PROBLEM TO WORK ON
Produce a word-for-word copy of the listing below without its pictures.

----- DATA EXTRACT -----

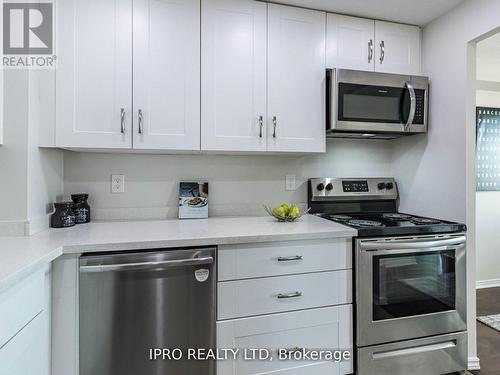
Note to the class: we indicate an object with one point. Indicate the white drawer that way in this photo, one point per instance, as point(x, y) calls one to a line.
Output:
point(327, 328)
point(20, 304)
point(250, 297)
point(283, 258)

-----

RESPONSE TO THE TASK
Note to the class: we indicate an object with one point. Indicate the white drawer that way in this photo, one point per instance, as point(x, y) calls one to a line.
Output:
point(327, 328)
point(20, 304)
point(250, 297)
point(283, 258)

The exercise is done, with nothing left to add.